▸ **What is being asked**
Convert all of the material below into a JSON list of strings, with one string per line and no blank lines. Leave the pictures out of the answer.

## start Listing

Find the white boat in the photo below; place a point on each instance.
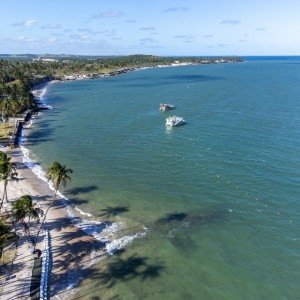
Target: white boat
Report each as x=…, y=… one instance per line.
x=174, y=121
x=166, y=106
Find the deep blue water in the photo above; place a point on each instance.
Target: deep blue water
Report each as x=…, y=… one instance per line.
x=219, y=196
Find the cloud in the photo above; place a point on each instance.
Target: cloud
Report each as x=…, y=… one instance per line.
x=51, y=26
x=81, y=37
x=146, y=28
x=130, y=21
x=108, y=14
x=184, y=36
x=219, y=46
x=176, y=9
x=27, y=23
x=52, y=40
x=26, y=39
x=230, y=21
x=148, y=40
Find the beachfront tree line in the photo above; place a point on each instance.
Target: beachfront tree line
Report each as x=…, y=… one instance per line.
x=23, y=210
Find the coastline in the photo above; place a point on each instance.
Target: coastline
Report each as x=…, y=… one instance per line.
x=70, y=254
x=69, y=233
x=77, y=241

## end Listing

▸ **Expected answer**
[
  "Find the white boat in the photo below; place a point on each instance.",
  "Target: white boat",
  "Report each as x=…, y=… one instance per line.",
  "x=174, y=121",
  "x=166, y=106",
  "Find the deep blue water in the photo above; place a point on each instance.",
  "Target: deep blue water",
  "Report each as x=…, y=… one instance per line.",
  "x=219, y=196",
  "Find the cloud in the photo above; place a point on each instance.",
  "Target: cloud",
  "Report each as x=…, y=… one instance per line.",
  "x=51, y=26",
  "x=81, y=37",
  "x=146, y=28",
  "x=130, y=21",
  "x=108, y=14",
  "x=184, y=36",
  "x=219, y=46",
  "x=176, y=9",
  "x=27, y=23",
  "x=52, y=40",
  "x=26, y=39",
  "x=230, y=21",
  "x=148, y=40",
  "Find the beachfront tree line in the photo above; place a point on each instance.",
  "Target: beachfront tree line",
  "Report each as x=…, y=… one instance per line.",
  "x=23, y=210",
  "Find the coastline in the photo above; place a point on each instance.",
  "Target: coastline",
  "Report each as x=…, y=… one instance per line.",
  "x=70, y=254",
  "x=69, y=233",
  "x=77, y=241"
]